Top of Records to use

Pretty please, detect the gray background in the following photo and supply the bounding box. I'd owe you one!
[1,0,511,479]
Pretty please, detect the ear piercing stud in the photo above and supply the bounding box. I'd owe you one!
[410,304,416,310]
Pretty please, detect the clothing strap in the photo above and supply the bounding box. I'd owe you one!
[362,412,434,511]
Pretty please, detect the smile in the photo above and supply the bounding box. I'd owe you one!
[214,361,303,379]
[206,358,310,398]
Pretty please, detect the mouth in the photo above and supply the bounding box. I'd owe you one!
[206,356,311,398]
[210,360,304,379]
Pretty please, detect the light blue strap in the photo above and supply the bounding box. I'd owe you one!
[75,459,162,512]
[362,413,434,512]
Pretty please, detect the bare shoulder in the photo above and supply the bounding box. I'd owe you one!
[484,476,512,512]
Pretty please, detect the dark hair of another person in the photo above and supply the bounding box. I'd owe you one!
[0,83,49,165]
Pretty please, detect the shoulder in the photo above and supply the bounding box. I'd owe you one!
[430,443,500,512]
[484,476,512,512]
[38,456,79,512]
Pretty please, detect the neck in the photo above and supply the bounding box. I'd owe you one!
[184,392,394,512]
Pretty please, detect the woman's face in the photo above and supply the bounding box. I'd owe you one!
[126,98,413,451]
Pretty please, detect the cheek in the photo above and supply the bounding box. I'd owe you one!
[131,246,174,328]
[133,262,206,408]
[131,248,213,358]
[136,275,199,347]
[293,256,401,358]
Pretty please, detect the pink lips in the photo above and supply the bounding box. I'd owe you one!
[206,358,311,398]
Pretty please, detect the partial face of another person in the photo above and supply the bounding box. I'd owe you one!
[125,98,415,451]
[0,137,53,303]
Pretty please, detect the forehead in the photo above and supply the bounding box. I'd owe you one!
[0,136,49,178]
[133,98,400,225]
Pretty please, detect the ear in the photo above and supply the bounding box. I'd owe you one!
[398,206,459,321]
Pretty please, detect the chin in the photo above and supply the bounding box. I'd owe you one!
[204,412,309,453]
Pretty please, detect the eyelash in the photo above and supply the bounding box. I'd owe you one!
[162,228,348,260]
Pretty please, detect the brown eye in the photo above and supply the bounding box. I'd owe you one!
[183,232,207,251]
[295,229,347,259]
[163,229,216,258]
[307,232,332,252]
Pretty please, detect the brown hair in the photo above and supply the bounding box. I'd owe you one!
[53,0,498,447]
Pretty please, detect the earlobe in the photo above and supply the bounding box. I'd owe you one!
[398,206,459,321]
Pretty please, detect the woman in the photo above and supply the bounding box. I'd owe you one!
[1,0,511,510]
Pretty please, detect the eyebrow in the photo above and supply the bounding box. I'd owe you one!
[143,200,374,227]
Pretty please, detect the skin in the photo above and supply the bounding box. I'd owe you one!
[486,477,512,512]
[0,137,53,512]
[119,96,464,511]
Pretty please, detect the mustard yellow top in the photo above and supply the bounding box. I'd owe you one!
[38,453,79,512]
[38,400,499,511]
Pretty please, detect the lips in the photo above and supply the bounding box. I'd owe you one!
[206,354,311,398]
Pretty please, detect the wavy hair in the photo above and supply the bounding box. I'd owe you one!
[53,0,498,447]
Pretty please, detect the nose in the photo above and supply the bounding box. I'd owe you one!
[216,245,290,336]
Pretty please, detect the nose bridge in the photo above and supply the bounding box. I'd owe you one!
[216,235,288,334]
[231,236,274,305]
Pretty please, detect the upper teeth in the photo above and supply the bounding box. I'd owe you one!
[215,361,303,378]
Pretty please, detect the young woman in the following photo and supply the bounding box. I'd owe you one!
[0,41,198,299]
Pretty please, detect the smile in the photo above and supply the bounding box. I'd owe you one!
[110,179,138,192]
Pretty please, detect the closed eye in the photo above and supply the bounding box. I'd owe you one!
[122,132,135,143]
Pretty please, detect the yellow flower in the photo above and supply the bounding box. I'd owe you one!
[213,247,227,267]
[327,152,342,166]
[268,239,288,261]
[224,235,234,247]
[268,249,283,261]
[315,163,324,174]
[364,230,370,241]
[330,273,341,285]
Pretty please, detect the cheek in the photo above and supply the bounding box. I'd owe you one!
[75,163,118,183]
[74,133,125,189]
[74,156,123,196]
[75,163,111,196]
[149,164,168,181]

Bottom of Records to use

Every entry shown above is to be written out exactly.

Pretty please, detect the gray background in the following photo and supply the bounding box. I'd owe you one!
[1,0,511,479]
Pretty please, detect the ear piercing stud in the photo above and supply the bounding box. I'd owe you one!
[410,304,416,310]
Pretty please, detect the clothing strap in the photo above and supply the bounding box. I'd owe you one!
[362,412,434,511]
Pretty please, detect the smile in the photo above and supply the bounding box. I'd owe you one!
[214,361,303,379]
[206,358,310,398]
Pretty please, detect the mouth in the photo above and supply the bounding box. I'd owe you one!
[206,356,311,398]
[210,360,304,379]
Pretty please, detect the light blue strap in the photo above and supply the bounding box. I'd owe you one!
[75,459,162,512]
[362,413,434,512]
Pretty please, detect the bare shoulder in the photo above and supply the bounding box. I'd owe you one!
[484,476,512,512]
Pretty please, detect the dark hair of another person in the photo above and supply the bounding box. I'd owe you one!
[0,83,49,165]
Pretty please, detect the shoulder in the photo above and supply the bounding box. I'd owe you one!
[430,443,500,512]
[484,476,512,512]
[38,456,79,512]
Pretty please, detect the neck in the photo above and supply the bounding box. I'd owe you one!
[184,392,394,512]
Pretty please, detect the woman's face in the photo above and supply the bounding box. I'd owe you one!
[126,98,413,451]
Pretty please, detect the cheek in the photo above and supply the bounding box. I'd owe you one!
[131,246,174,328]
[133,262,206,408]
[131,248,213,358]
[136,275,199,347]
[293,256,401,358]
Pretty please, detect the pink lips in the photo above and supply the bounding box. I'd owe you one!
[206,358,311,398]
Pretty please, detect the partial face of another person in the photo above and supply the bounding box. I'd owe you one!
[125,98,415,451]
[0,137,53,303]
Pretty please, detect the forehead in the photo above and supply the bounding box. I'd owe you one!
[0,136,49,178]
[133,98,400,225]
Pretty please, detect the ear in the photo above and supply the bounding box. I'd owe you one!
[398,206,459,321]
Pretty please, detect the chin in the photo above and supply the bounding box. I'd owe you one!
[204,412,309,453]
Pretty please, detect the eyelash in the photo above and supply the bounding box. I'd owe you one!
[162,228,348,260]
Pretty please, detect the brown eye in the photo above and supply the bounding box. I'd owe you one!
[183,232,207,251]
[295,229,347,259]
[163,229,216,258]
[307,232,332,252]
Pretty please, detect the brown hair in the photo above and supply the bounding box. I'd owe you one!
[53,0,498,447]
Pretty please, detect the earlobe in the photo above and supply the bounding box. I'd owe you one!
[398,206,459,321]
Pretty please, detect the woman in the photo above and supply the bounding box. I'd owe you one!
[1,0,511,510]
Pretty please, detect the eyebrow in the photo above and supply the bounding box. I'd owe you one!
[143,200,374,227]
Pretty please, detect the skin in the photo above and supply the bounding box. I'd owe you one!
[486,477,512,512]
[0,137,53,512]
[119,96,464,511]
Pretty please, detect the mustard yellow top in the photo above and supply the bounding box. I'd owe you one!
[38,453,79,512]
[38,400,499,511]
Pretty please, detect the lips in the photo above and supply the bounding box. I'd owe you one!
[206,354,311,398]
Pretty please, detect the wavy hair in the photo above and supply the bounding box. I'd owe you one!
[53,0,498,447]
Pretty please, detect the nose in the photo above and supply the bounding box. I'd owe you one!
[216,245,290,336]
Pretty please, detect the nose bridge in the photo above and supply the bounding box. I'd owe you one!
[216,235,288,334]
[231,236,274,305]
Pretty please, detect the upper teeth in the photo above and supply the bounding box. I'd owe you one!
[215,361,303,378]
Pretty please, detect the young woman in the following photo and supply the bounding box. I'd owe you one!
[0,41,198,299]
Pretty please, detect the smile in the photo above and supply the bounding box. I'd owe you one!
[110,179,138,192]
Pretty please, detect the closed eye in the photo above and supply the bounding box. I'd owe you one!
[122,132,135,143]
Pretty please, detect the yellow flower in the photo above and supply the bounding box. I'd owe you one!
[213,247,227,267]
[327,152,342,166]
[268,239,288,261]
[224,235,234,247]
[268,249,283,261]
[315,163,324,174]
[364,230,370,241]
[330,273,341,285]
Pretty please, detect the cheek in the photo above and supply the bounding box. I'd owe you one!
[75,163,118,183]
[74,133,125,189]
[74,156,123,196]
[75,163,111,196]
[149,164,168,181]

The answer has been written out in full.